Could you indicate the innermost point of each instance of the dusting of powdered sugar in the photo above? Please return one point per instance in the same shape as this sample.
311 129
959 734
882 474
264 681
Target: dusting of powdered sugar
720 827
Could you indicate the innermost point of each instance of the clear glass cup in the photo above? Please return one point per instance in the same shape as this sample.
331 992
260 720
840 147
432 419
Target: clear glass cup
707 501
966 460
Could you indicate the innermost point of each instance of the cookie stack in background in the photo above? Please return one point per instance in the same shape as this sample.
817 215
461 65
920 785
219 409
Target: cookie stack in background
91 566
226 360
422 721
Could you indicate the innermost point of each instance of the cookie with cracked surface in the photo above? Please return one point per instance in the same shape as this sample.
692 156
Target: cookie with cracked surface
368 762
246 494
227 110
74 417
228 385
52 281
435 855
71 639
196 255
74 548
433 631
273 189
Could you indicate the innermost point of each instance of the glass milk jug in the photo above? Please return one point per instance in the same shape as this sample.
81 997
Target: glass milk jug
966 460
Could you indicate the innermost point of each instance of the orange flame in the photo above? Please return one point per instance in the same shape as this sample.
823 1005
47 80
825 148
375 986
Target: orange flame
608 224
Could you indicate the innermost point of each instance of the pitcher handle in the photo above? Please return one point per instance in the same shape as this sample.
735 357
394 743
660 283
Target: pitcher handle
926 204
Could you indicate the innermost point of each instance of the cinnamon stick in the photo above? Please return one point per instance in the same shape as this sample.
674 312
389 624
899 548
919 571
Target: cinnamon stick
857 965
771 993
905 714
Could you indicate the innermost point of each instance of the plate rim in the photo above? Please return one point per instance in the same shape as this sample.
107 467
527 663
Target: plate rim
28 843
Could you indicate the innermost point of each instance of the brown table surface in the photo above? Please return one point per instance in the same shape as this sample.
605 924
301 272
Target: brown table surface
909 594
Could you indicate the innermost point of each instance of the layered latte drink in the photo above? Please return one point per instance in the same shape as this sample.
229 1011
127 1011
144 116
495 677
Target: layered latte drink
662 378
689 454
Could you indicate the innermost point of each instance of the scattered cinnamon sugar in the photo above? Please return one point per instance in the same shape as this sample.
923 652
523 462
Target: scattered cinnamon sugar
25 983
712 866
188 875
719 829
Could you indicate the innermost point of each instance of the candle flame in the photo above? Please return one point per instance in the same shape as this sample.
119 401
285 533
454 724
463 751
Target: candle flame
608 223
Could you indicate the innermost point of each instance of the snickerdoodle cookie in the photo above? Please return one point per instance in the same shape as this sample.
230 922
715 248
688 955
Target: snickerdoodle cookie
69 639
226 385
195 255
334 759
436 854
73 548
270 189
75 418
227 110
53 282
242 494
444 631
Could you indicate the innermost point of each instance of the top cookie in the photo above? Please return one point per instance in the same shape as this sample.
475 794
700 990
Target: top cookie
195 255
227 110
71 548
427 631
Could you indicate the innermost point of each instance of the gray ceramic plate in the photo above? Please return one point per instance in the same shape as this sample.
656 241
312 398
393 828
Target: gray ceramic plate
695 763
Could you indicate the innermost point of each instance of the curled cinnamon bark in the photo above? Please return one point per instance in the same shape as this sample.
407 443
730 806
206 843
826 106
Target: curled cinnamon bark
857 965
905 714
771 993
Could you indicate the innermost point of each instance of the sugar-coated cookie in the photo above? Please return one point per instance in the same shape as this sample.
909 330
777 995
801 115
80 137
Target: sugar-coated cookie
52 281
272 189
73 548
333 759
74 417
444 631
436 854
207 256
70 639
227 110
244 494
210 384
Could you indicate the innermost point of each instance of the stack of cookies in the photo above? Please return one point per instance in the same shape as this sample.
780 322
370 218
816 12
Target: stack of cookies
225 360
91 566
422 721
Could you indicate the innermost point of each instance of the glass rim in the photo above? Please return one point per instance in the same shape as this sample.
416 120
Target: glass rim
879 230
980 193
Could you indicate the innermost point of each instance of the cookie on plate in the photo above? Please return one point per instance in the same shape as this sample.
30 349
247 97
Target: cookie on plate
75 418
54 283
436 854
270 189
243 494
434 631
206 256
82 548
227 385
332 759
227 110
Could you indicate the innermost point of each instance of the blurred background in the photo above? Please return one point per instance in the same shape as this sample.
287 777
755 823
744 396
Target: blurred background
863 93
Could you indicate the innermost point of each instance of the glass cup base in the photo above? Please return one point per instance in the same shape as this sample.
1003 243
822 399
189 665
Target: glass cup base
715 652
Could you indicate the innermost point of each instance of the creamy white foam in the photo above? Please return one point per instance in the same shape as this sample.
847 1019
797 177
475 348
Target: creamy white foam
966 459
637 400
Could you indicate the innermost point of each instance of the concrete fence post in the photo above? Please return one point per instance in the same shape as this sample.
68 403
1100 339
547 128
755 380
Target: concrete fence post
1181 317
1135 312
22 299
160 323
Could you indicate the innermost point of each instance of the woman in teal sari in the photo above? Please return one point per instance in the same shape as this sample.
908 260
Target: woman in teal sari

◆ ABOUT THIS EXERCISE
Output the entries above in their entirety, exactly as written.

◆ WRITTEN ANSWER
Could you indicate the innermost point of each instance of the dusting of powdered sugar in the photo above? Please return one point per instance in the same shape as this sample.
311 129
959 734
882 474
264 681
Target: dusting of powdered sugar
720 827
Could you indicate the innermost point of each instance of the clear glass cup in the photo above? Please return one point per instance in the same shape as this sample.
331 992
260 720
840 147
432 419
Target: clear glass cup
707 501
966 460
Could you indicate the innermost point of each instance of the cookie stack in background in the photo above? Please return one point per instance in the same shape as this sample.
817 215
461 65
920 785
219 409
Target: cookie stack in background
91 566
226 360
422 721
Could you indicate the innermost point of each instance of the cookie with cracked surface in the photo above? Please return one point per instance in the same shape as this sample.
692 156
Target: cookie with cracked surface
368 762
246 494
227 110
74 417
228 385
52 281
435 855
71 639
196 255
74 548
433 631
273 189
Could you indicate the innermost point of each instance of the glass milk jug in the photo above? Please return one point per instance in the same shape as this sample.
81 997
Target: glass milk jug
966 460
Could you indicate the innermost point of each instance of the orange flame in the photo above? Please return one point per instance in the same shape as this sample.
823 1005
47 80
825 148
375 986
Target: orange flame
608 224
Could you indicate the innermost point of each instance of the pitcher handle in the photo above? Please return one point per instance in the same shape as this sample.
735 357
394 743
660 283
Target: pitcher handle
926 204
Could you indicate the innermost point of each instance of the cinnamon stick in the photo above? Please return one point per instance in the same shape as this sample.
674 312
389 624
899 548
919 571
Target: cinnamon stick
857 965
771 993
905 714
Could you indicate the innermost point of each instance of the plate rim in the photo above? Please return one point per instance in the same shape as this sample.
107 467
527 663
Target: plate rim
28 843
Could you indicate the innermost point of each instance of the brown table surface in the photo above? Please return one point per instance in the same shape as this sample.
605 924
301 272
Target: brown table surface
909 594
Could you indicate the innermost point of each instance of the layered latte drink in the photo above? Please return one point per instance in the same shape as this sample.
229 1011
127 1011
144 116
495 677
Target: layered latte drink
662 378
689 454
Could you indicate the innermost point of each instance of the scattered cinnamon sugar in the photo above? Please return one point per instance in the same shape as this sample.
923 652
523 462
Target: scattered cinnamon sugar
25 983
712 866
188 875
719 829
Could you indicate the innermost point of each instance of the candle flame in the photo above? Please return one point per instance in the same shape as this sample.
119 401
285 533
454 724
463 751
Target: candle flame
608 223
Could you indicate the innermost point of each instance of the snickerdoodle cookie in the photo above? Please return one point per instance in the same shape as this sample.
230 922
715 248
688 955
Target: snickerdoodle cookie
69 639
226 385
195 255
334 759
436 854
73 548
270 189
75 418
227 110
53 282
242 494
444 631
Could you indicate the innermost point of each instance of the top cookie in the photo above? Please return one point per instance in the same shape as this sample.
475 794
700 990
Target: top cookie
195 255
227 110
71 548
427 631
Could you indicate the innermost point of each instance of the gray ceramic plate in the photo above? Please return one point per instance in the same shape as this sample.
656 241
312 398
393 828
Target: gray ceramic plate
695 763
Could you indicate the innermost point of each instance of the curled cinnamon bark in the photo above? Please return one point per instance in the same shape as this sample.
407 443
730 806
206 843
826 106
Target: curled cinnamon bark
857 965
905 714
771 993
Could you indicate the innermost point of each instance of the sugar-coated cookie in the photo above? Please return one point per instance in the same shape as this sample.
909 330
777 995
801 115
80 137
Target: sugar-coated cookie
52 281
272 189
73 548
333 759
74 417
444 631
436 854
207 256
70 639
227 110
244 494
210 384
Could you indicate the innermost point of each instance of the stack of cookies in the photo above? Please return one point per instance in the same shape as this sample.
780 322
370 218
816 12
Target: stack of cookies
225 360
91 566
422 721
Could you indicate the innermost point of each instance of the glass rim in the photo above? Please return one point per instance in the same shape as this sample.
416 120
Target: glass rim
879 230
980 193
Could you indicate the innermost point of each instance of the cookie on plate in the photo above? Please return one point per instance in the same shape as this sample.
30 349
247 97
Target: cookie on plate
75 418
54 283
436 854
270 189
243 494
434 631
206 256
82 548
227 385
332 759
227 110
Could you indicate the innermost point of each instance of the blurred background in the photo above? Please return one point per instance in the same shape as this sample.
287 777
755 823
744 396
Target: blurred background
863 93
Could you indicate the innermost point of each instance of the glass cup base in the photo above? Please return one point per instance in the same shape as this sample.
1003 243
822 399
189 665
Target: glass cup base
715 652
Could you indicate the innermost point of each instance of the creamy white foam in the photo above? Please return one point per instance in the same shape as this sample.
847 1019
797 177
475 348
Target: creamy white foam
966 459
637 400
Could you indicate the innermost point of each instance of the concrete fence post in the photo above? Please return one point per instance in the same shape as this sample.
68 403
1100 339
547 128
755 380
Target: concrete fence post
1181 317
1135 312
22 299
160 323
Could you indicate the innermost point of each instance of the woman in teal sari in the photo above? Please return one point per instance in the same shape as this sample.
908 260
Target: woman in teal sari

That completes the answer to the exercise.